Retype the whole listing, please, keeping every line exact and dropping the pictures.

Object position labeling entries
######

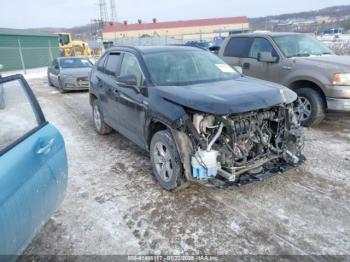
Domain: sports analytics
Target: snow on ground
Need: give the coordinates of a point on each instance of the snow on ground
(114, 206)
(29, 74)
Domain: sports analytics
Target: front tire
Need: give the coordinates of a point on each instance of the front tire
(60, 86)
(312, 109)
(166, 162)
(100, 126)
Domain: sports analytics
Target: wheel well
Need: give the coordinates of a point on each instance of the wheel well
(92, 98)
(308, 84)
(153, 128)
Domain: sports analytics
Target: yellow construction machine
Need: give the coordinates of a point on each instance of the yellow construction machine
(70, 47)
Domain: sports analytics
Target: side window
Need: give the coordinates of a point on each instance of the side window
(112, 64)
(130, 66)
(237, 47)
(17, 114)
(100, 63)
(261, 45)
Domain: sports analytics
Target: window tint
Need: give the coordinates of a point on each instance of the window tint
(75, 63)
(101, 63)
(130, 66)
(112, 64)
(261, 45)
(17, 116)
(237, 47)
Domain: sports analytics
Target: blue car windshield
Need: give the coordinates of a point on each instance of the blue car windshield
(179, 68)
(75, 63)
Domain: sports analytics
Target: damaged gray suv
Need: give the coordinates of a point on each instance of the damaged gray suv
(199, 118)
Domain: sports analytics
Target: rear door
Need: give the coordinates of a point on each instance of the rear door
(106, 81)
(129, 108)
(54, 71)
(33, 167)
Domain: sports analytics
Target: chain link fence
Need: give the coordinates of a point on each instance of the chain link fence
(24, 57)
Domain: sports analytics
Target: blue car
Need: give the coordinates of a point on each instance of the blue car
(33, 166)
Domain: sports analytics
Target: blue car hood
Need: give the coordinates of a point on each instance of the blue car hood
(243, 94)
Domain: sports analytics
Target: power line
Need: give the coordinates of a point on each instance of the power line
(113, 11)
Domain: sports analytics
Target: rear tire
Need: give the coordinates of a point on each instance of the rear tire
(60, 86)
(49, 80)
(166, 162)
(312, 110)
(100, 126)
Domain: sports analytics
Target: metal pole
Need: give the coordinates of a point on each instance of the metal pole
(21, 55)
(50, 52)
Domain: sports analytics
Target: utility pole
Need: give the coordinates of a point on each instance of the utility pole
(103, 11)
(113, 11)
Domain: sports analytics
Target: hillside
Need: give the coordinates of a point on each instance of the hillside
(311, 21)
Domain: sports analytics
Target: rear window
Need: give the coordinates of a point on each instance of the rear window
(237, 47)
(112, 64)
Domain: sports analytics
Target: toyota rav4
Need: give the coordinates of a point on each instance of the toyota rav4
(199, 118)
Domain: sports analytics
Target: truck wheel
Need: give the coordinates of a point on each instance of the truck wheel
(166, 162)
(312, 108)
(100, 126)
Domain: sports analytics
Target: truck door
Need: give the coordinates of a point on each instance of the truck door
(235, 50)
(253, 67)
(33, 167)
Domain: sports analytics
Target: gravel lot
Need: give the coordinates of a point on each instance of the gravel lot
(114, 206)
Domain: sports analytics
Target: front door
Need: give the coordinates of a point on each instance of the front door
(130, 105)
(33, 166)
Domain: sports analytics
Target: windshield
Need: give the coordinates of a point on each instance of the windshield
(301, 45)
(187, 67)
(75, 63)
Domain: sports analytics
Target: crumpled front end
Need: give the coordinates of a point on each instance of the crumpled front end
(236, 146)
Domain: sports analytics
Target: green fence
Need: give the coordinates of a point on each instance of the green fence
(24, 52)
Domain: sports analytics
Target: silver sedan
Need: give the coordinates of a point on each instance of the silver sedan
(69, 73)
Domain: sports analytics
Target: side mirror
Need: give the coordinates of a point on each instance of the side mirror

######

### REPLY TO THE EXERCISE:
Domain: sports analytics
Target: snow on ground
Need: give the coordinates of a point on each instance of the snow on ground
(114, 206)
(29, 74)
Domain: sports analytics
Target: front tire
Need: give the coordinates of a point on each instance of the front tire
(60, 86)
(312, 109)
(166, 162)
(100, 126)
Domain: sports analytics
Target: wheel well
Need: give the coordinates of a point on each instance of the wheel well
(92, 98)
(308, 84)
(153, 128)
Domain: sports analytics
Target: yellow construction machine
Need: give the coordinates of a point on each instance of the yellow construction machine
(70, 47)
Domain: sports analytics
Target: side window
Need: give the coordinates of a point on each instance of the side window
(112, 64)
(130, 66)
(237, 47)
(17, 114)
(100, 63)
(261, 45)
Domain: sports analytics
Target: window tint
Need: give the coordinates of a point on each instance of the window tint
(75, 63)
(101, 63)
(130, 66)
(112, 64)
(261, 45)
(17, 116)
(237, 47)
Domain: sports analytics
Target: blue car windshield
Need: give the coordinates of a point on each instance of the blue car windshield
(179, 68)
(75, 63)
Domain: sports analytics
Target: damaged gray suv
Need: give the coordinates of a point on each instance of the damaged gray suv
(199, 118)
Domain: sports analytics
Target: rear door
Need: give the coordinates of a point on each instance of the rear door
(106, 81)
(129, 108)
(54, 71)
(33, 167)
Domain: sports analytics
Target: chain link fence
Need: give the coordinates of a point on each instance of the chain link fence
(24, 57)
Domain: sports analytics
Target: blue car
Need: give the coordinates of a point on each instance of the blue car
(33, 166)
Domain: sports analytics
Target: blue car hood
Need: give the coordinates of a point on each instance of the blue car hood
(243, 94)
Domain: sports analytics
Target: power line
Need: give the coordinates of a point on each instance of the power line
(113, 11)
Domain: sports analytics
Target: rear tire
Need: give the coordinates of a point on each instance of the rear tire
(60, 86)
(49, 80)
(166, 162)
(312, 110)
(100, 126)
Domain: sports analytics
Target: metal pole
Need: give the coordinates of a point on each instance of the metal pole
(21, 55)
(50, 52)
Domain: sports analytics
Target: utility pole
Need: give the coordinates of a point on each instance of the utility pole
(103, 11)
(113, 11)
Domain: sports analytics
Target: hillside
Need: give the coordinates of a point on each instance of the hillside
(311, 21)
Domain: sports analytics
Target: rear window
Need: give the coordinates of a point on each instance of the rear window
(237, 47)
(112, 64)
Domain: sports analytics
Target: toyota rav4
Need: give the coordinates of a point on each instance of the toyota rav4
(199, 118)
Domain: sports analytics
Target: truck wheel
Need: give the coordinates of a point on each instance of the truck wheel
(166, 162)
(312, 108)
(100, 126)
Domain: sports analytics
Target: truck door
Need: give the coordinates of a point on each instance of the truck door
(235, 50)
(253, 67)
(33, 167)
Domain: sports analytics
Target: gravel lot
Need: give the coordinates of a point on each instance of the gravel lot
(114, 206)
Domain: sports analytics
Target: front door
Need: give the coordinates of a point on each instance of the front door
(130, 105)
(33, 166)
Domain: sports analytics
Target: windshield
Need: give the coordinates of a point on each instance of the windshield
(301, 45)
(187, 67)
(75, 63)
Domain: sports analytics
Target: crumpled front end
Need: give the coordinates of a point on each instance of the crumpled front end
(236, 146)
Domain: sports analytics
Target: green fence
Need: give the coordinates of a point on each instance of the green fence
(24, 52)
Domain: sports analytics
Target: silver sedan
Need: give the coordinates of a point on each instance of the silver sedan
(69, 73)
Domain: sports analytics
Target: side mirror
Need: give the coordinates of a point on each instance of the side mirror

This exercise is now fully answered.